→ **Work request**:
Reproduce the closing part of the entries exactly: the line with "of the radiator." and all lines after it, ending with the last line, and nothing else.

→ **Provided data**:
^^^^^^^^

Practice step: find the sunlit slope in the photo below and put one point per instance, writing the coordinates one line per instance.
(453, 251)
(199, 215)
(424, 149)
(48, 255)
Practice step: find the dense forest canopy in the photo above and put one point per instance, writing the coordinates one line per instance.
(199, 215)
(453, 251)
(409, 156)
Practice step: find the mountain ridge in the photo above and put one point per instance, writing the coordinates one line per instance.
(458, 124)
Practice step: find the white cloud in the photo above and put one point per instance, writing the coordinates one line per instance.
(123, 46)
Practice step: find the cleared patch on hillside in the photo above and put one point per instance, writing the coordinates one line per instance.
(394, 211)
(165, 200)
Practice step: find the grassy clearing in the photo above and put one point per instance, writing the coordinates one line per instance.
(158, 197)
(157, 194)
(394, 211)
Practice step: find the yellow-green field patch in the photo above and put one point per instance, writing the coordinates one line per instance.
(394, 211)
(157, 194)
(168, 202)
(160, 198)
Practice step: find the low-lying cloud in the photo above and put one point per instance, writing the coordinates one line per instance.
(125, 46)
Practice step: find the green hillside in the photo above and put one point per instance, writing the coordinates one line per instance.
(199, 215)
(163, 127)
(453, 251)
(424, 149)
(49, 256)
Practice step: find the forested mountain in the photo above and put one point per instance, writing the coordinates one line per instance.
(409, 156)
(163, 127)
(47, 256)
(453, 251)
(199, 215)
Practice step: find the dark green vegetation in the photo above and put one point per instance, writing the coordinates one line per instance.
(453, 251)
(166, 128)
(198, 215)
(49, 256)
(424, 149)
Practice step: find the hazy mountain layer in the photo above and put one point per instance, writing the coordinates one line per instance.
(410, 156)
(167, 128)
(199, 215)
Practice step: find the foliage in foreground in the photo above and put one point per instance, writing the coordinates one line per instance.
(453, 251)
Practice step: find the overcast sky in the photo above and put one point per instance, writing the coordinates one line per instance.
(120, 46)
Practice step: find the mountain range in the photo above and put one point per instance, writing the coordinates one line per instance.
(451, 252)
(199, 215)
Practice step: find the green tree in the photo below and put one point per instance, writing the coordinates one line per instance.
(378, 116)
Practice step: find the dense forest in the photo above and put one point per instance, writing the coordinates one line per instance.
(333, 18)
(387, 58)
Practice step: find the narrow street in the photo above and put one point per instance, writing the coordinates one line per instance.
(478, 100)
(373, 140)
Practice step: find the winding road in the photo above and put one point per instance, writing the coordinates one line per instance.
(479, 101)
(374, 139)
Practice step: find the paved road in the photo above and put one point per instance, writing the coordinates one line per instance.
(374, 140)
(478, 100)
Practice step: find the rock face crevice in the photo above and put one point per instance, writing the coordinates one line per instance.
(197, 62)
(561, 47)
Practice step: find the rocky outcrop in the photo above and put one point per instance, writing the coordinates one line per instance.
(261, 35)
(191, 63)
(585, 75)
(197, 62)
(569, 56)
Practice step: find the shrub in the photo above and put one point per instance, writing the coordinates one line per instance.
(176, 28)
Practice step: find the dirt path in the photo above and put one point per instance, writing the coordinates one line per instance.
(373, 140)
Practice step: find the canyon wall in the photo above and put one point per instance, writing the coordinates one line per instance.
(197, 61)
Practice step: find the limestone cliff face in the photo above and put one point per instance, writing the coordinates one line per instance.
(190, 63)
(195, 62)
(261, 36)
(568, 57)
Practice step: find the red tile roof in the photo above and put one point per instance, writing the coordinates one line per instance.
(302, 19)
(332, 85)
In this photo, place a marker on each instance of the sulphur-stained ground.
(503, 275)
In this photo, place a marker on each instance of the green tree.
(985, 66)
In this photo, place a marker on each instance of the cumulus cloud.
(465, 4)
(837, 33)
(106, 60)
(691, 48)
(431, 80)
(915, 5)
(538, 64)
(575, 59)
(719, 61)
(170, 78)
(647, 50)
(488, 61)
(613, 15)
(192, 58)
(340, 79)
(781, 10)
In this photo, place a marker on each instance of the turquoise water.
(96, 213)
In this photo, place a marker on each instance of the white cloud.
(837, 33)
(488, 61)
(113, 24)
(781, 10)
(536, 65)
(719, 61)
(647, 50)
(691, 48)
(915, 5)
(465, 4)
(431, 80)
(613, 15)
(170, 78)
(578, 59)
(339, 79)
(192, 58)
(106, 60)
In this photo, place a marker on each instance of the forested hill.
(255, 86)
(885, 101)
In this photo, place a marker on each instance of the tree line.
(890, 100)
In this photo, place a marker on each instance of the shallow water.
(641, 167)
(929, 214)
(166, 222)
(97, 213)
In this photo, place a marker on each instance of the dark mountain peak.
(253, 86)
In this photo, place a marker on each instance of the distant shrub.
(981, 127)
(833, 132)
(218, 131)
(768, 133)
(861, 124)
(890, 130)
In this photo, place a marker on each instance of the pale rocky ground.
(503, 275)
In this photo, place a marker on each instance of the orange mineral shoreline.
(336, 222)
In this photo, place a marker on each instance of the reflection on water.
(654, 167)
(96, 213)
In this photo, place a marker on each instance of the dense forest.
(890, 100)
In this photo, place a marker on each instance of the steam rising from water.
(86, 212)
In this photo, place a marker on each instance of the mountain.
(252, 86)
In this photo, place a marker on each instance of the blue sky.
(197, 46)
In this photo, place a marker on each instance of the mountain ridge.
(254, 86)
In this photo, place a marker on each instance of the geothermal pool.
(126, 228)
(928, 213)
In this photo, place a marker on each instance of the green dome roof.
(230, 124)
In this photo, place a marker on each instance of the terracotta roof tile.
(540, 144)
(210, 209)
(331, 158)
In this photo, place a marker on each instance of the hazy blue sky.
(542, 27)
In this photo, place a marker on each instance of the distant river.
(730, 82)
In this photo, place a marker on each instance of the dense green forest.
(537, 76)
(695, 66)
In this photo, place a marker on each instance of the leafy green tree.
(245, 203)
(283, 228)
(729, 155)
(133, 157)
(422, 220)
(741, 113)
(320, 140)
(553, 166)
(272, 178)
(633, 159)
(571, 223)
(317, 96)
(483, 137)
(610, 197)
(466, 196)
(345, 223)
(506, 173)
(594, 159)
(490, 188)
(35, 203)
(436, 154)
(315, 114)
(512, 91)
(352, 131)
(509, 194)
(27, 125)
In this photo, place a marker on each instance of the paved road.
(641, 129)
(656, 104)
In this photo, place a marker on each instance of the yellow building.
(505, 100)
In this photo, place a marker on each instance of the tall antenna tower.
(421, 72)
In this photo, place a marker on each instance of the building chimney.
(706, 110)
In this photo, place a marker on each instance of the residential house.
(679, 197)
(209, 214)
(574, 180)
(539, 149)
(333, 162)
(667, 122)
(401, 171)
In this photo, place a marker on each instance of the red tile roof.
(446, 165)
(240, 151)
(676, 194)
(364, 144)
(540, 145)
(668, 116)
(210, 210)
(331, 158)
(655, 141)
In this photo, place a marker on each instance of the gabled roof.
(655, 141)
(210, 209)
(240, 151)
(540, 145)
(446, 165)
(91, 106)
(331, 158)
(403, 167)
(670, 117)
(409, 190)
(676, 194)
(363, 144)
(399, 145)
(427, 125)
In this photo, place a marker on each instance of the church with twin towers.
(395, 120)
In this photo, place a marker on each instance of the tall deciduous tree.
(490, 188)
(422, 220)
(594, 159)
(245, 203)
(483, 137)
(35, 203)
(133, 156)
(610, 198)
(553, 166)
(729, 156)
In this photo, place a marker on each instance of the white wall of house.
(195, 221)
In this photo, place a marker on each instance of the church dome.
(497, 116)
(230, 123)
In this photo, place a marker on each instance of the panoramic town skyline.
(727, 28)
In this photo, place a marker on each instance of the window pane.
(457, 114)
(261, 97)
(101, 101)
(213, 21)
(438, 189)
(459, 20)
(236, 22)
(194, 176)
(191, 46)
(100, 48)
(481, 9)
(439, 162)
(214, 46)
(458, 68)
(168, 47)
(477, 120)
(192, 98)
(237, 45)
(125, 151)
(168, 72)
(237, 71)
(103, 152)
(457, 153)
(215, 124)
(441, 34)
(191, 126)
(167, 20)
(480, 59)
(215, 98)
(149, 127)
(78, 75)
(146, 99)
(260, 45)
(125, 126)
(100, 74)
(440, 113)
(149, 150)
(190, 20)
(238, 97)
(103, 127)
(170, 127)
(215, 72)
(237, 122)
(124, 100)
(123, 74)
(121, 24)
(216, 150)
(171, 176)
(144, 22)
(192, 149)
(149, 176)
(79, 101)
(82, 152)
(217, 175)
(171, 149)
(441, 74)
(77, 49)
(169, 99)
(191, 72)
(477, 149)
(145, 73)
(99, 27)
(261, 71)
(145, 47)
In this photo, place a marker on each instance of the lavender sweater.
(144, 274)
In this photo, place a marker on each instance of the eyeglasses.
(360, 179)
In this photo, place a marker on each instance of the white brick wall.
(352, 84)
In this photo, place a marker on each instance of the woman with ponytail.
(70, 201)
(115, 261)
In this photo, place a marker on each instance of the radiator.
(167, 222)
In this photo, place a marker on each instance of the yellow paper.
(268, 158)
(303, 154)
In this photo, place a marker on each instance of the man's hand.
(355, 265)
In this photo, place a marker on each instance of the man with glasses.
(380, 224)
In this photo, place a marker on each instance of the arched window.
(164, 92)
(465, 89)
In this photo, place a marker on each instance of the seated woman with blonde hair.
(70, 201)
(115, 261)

^^^^^^^^

→ **Expected answer**:
In this photo, place a marker on each instance of the radiator.
(167, 222)
In this photo, place a marker on each instance of the yellow paper.
(268, 158)
(303, 154)
In this photo, place a marker on each instance of the man's hand.
(355, 265)
In this photo, place a marker on each instance of the man with glasses.
(380, 224)
In this photo, place a marker on each instance of the arched window.
(164, 92)
(465, 89)
In this photo, place a marker on each instance of the seated woman with blonde hair.
(70, 201)
(115, 261)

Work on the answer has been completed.